Data items
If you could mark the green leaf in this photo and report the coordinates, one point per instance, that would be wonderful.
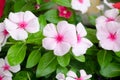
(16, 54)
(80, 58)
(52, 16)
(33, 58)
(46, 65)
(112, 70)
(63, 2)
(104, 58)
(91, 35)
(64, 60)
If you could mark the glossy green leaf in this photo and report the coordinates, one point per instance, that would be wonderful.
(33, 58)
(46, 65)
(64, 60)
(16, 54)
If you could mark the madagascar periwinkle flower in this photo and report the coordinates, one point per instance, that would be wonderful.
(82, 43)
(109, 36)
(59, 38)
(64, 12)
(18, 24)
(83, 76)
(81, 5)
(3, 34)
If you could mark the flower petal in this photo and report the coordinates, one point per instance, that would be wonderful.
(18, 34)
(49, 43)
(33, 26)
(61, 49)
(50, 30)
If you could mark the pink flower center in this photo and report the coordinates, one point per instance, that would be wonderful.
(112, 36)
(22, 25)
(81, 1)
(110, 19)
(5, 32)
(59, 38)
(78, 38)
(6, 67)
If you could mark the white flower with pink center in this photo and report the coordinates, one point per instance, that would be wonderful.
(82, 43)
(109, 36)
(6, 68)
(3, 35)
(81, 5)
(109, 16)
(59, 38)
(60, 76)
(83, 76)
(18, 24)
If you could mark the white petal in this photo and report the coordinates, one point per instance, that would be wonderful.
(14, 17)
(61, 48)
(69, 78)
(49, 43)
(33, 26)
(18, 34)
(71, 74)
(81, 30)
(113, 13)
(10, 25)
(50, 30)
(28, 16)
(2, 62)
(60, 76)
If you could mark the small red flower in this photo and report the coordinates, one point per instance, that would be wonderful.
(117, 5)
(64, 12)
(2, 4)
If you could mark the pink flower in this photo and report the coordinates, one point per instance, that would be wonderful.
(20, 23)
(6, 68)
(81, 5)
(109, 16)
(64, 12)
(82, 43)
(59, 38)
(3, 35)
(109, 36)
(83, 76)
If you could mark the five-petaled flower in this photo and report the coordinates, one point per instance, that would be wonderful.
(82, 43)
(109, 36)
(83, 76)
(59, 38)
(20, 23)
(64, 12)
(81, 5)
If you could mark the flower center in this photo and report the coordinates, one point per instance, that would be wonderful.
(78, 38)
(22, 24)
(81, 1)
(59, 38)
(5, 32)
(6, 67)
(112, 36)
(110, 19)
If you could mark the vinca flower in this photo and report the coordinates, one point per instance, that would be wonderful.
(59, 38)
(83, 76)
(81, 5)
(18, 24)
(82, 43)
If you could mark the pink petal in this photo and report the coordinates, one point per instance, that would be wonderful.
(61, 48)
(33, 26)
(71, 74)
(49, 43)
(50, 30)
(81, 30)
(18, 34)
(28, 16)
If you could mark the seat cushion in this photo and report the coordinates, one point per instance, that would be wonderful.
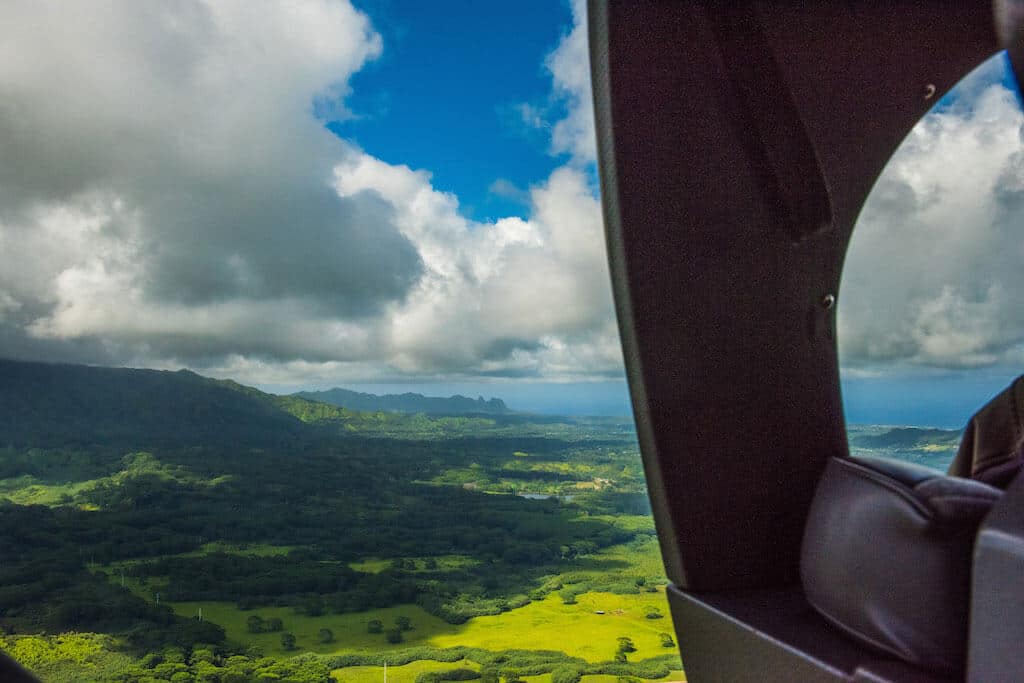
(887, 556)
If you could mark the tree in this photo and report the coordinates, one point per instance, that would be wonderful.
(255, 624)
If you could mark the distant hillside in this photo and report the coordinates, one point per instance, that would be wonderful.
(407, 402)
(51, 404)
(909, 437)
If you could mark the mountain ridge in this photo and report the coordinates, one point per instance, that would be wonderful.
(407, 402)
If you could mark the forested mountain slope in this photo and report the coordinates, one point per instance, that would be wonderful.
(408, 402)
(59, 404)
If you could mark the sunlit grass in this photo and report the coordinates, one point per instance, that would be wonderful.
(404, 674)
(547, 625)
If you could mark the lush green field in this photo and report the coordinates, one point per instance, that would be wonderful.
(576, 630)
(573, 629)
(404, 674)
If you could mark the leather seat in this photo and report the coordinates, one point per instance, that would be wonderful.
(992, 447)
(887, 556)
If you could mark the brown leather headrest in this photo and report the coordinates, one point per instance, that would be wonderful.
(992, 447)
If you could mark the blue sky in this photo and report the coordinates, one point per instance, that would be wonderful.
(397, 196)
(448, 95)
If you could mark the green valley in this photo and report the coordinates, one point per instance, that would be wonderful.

> _WHAT IS REQUIRED_: Update every row above by putting "positions" in place of "coordinates" and keeping the rest unchanged. Omit the pictures from your answer.

> _FINAL ANSWER_:
If you could mark the green leaf in this photo and report the positions, one point per instance, that would be wonderful.
(16, 54)
(80, 58)
(52, 16)
(33, 58)
(46, 65)
(112, 70)
(63, 2)
(104, 58)
(91, 35)
(64, 60)
If you could mark the glossy green leaf in this photo and report the positions, one point per instance, that would be wonderful.
(33, 58)
(46, 65)
(64, 60)
(16, 54)
If you could mark the madagascar periwinkle flower in this photo and report the positions, one point per instance, that would be wonderful.
(82, 43)
(109, 36)
(59, 38)
(64, 12)
(18, 24)
(83, 76)
(81, 5)
(3, 34)
If you could mark the flower petal in this photo and report the positions, one point per instance, that would be wonderful.
(18, 34)
(49, 43)
(33, 26)
(61, 49)
(50, 30)
If you could mark the pink flower center in this photo and report the positions, one point per instance, that would be wonderful.
(112, 36)
(22, 25)
(81, 1)
(110, 19)
(5, 32)
(59, 38)
(78, 38)
(6, 67)
If you could mark the white flower with pink center in this photo and report the positions, one point per instance, that would be wonderful.
(82, 43)
(109, 36)
(6, 68)
(3, 35)
(81, 5)
(109, 16)
(59, 38)
(60, 76)
(83, 76)
(18, 24)
If you could mark the white petal in this photo and report the positions, one point per instance, that would be wonderful.
(14, 17)
(61, 48)
(69, 78)
(49, 43)
(33, 26)
(18, 34)
(71, 74)
(81, 30)
(113, 13)
(10, 25)
(50, 30)
(28, 16)
(2, 62)
(60, 76)
If you could mark the small red flower in this photo and report the positions, one point per instance, that would be wonderful.
(117, 5)
(64, 12)
(2, 4)
If you could mark the pink flower in this photo and report the positions, one point per instance, that would be wonderful.
(20, 23)
(6, 68)
(81, 5)
(109, 16)
(64, 12)
(82, 43)
(59, 38)
(3, 35)
(109, 36)
(83, 76)
If you could mark the five-petaled flower in this photo and report the positions, one point per instance, that would be wonderful.
(82, 43)
(109, 36)
(83, 76)
(59, 38)
(20, 23)
(64, 12)
(81, 5)
If you could mark the flower center in this photo and report the positions, one point per instance, that would be wonderful.
(78, 38)
(22, 24)
(81, 1)
(59, 38)
(5, 32)
(6, 67)
(112, 36)
(110, 19)
If you could mark the vinca flower in this photo and report the positions, one point per instance, that would be wonderful.
(59, 38)
(83, 76)
(81, 5)
(18, 24)
(82, 43)
If you could mark the pink petal in this photo and report the positions, one point per instance, that would be wonderful.
(61, 48)
(33, 26)
(71, 74)
(49, 43)
(50, 30)
(81, 30)
(18, 34)
(28, 16)
If you could mark the seat cushion in this photo and report the positions, one point per instance, that would be wonderful.
(887, 556)
If you could mark the tree in this photo and report the positions, one point per instance, that would be wonderful.
(255, 624)
If you could mark the distant hillside in this photo and report the positions, one point per instance, that would be wonderful.
(407, 402)
(51, 404)
(909, 437)
If you could mark the mountain ridge in this photo and report the positions, one point per instance, that would be wonderful.
(407, 402)
If you could mark the forested mountain slope in this photo and report the positions, one point per instance, that would be wonderful.
(408, 402)
(59, 404)
If you could mark the sunlit grass in this photo and report the positions, one point per instance, that would be wonderful.
(404, 674)
(547, 625)
If you could mark the lush green field in this photo and report the positions, one point per instance, that would be wonderful.
(576, 630)
(573, 629)
(404, 674)
If you could mark the leather seat in this photo and report the positions, one point per instance, that would be wonderful.
(992, 447)
(887, 556)
If you could mark the brown leather headrest in this photo and report the positions, one point per instance, that would be wonderful.
(992, 447)
If you could mark the blue sky in this photo and report the positions, one point per instance, that would be wonderful.
(397, 196)
(448, 95)
If you could mark the green valley in this photo and report the positions, one point per instance, that would be wonderful.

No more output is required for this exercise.